§ EXERCISE DESCRIPTION: Show each line of the material below that contains the word "trousers". Match upper and lower case exactly.

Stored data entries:
* * *
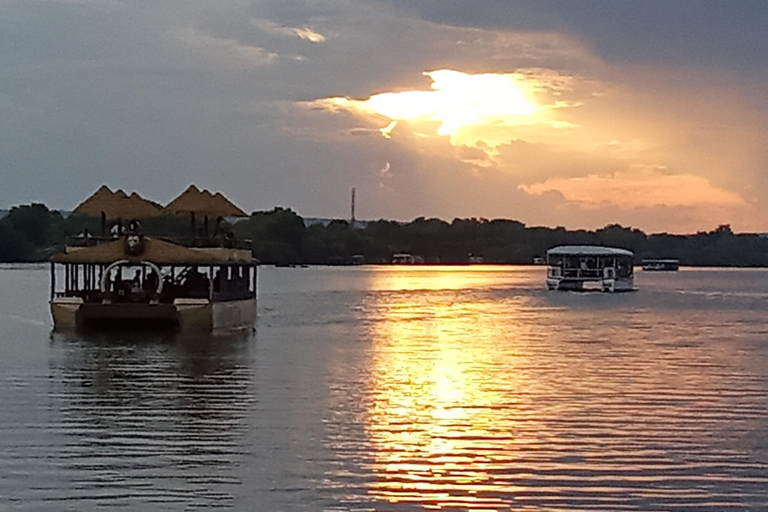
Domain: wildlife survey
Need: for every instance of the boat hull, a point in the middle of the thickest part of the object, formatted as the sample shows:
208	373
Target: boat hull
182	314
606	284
* * *
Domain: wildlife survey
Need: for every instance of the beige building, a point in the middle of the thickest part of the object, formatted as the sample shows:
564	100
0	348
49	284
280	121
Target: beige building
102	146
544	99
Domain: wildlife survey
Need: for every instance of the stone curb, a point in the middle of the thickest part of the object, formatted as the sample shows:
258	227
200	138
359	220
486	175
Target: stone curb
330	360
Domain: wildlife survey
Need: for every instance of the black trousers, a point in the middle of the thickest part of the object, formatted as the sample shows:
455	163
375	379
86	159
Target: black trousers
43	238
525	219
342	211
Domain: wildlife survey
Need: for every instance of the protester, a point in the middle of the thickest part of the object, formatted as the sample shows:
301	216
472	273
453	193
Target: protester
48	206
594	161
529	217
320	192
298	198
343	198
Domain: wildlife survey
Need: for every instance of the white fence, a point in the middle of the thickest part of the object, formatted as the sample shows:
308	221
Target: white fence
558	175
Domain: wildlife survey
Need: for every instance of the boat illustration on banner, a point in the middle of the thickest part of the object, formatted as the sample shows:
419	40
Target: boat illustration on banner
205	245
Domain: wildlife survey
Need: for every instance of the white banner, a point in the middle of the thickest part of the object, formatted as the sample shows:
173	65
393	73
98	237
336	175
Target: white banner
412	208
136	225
* * *
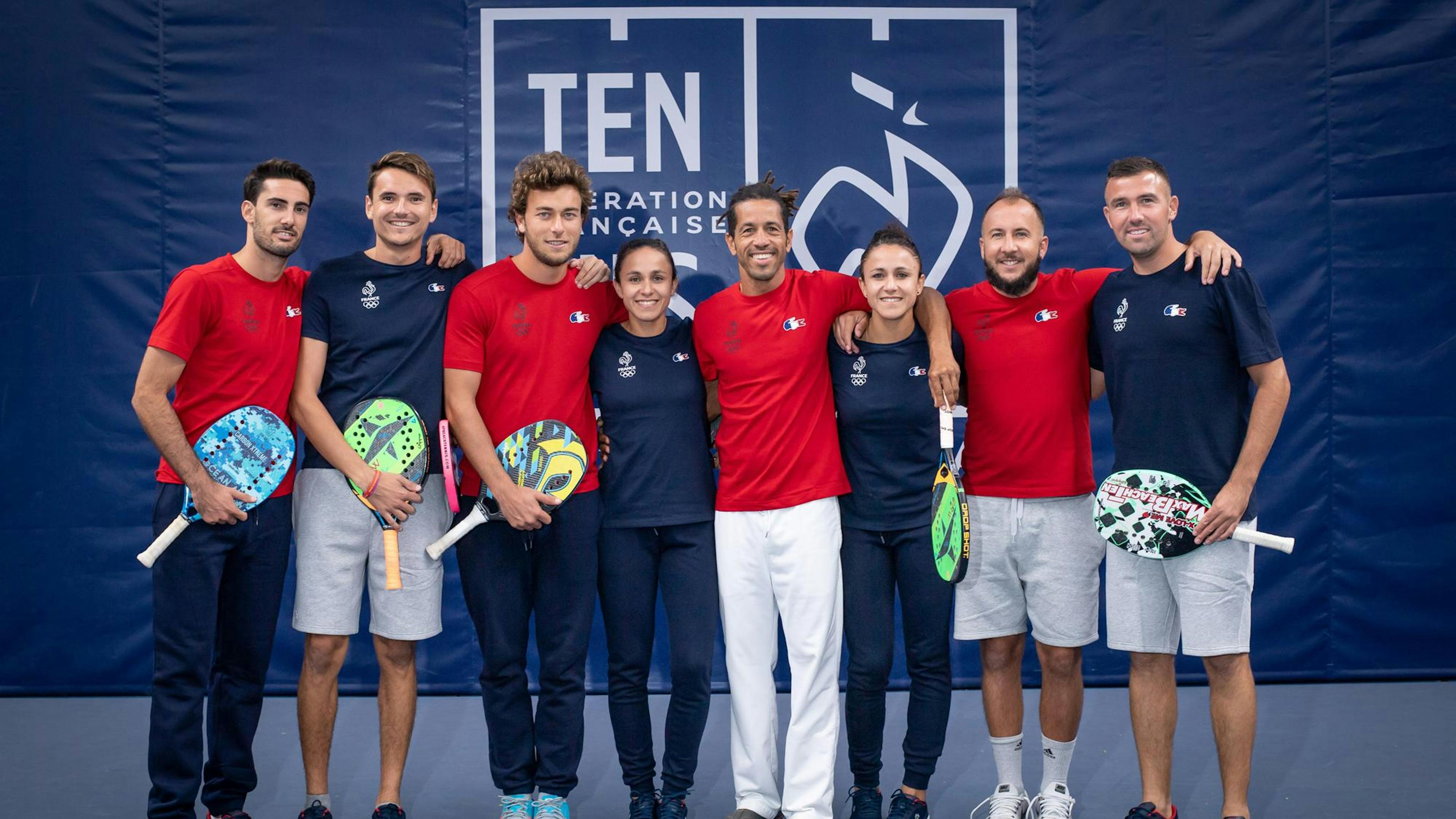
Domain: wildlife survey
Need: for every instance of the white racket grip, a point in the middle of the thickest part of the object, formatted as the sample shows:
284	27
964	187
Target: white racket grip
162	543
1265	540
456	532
* * *
§ WRITTEN ANSWER:
Need: for every instance of the black trousers, a point in the middle of the thickest part of the object, formatted as the sample shows:
Target: black trousers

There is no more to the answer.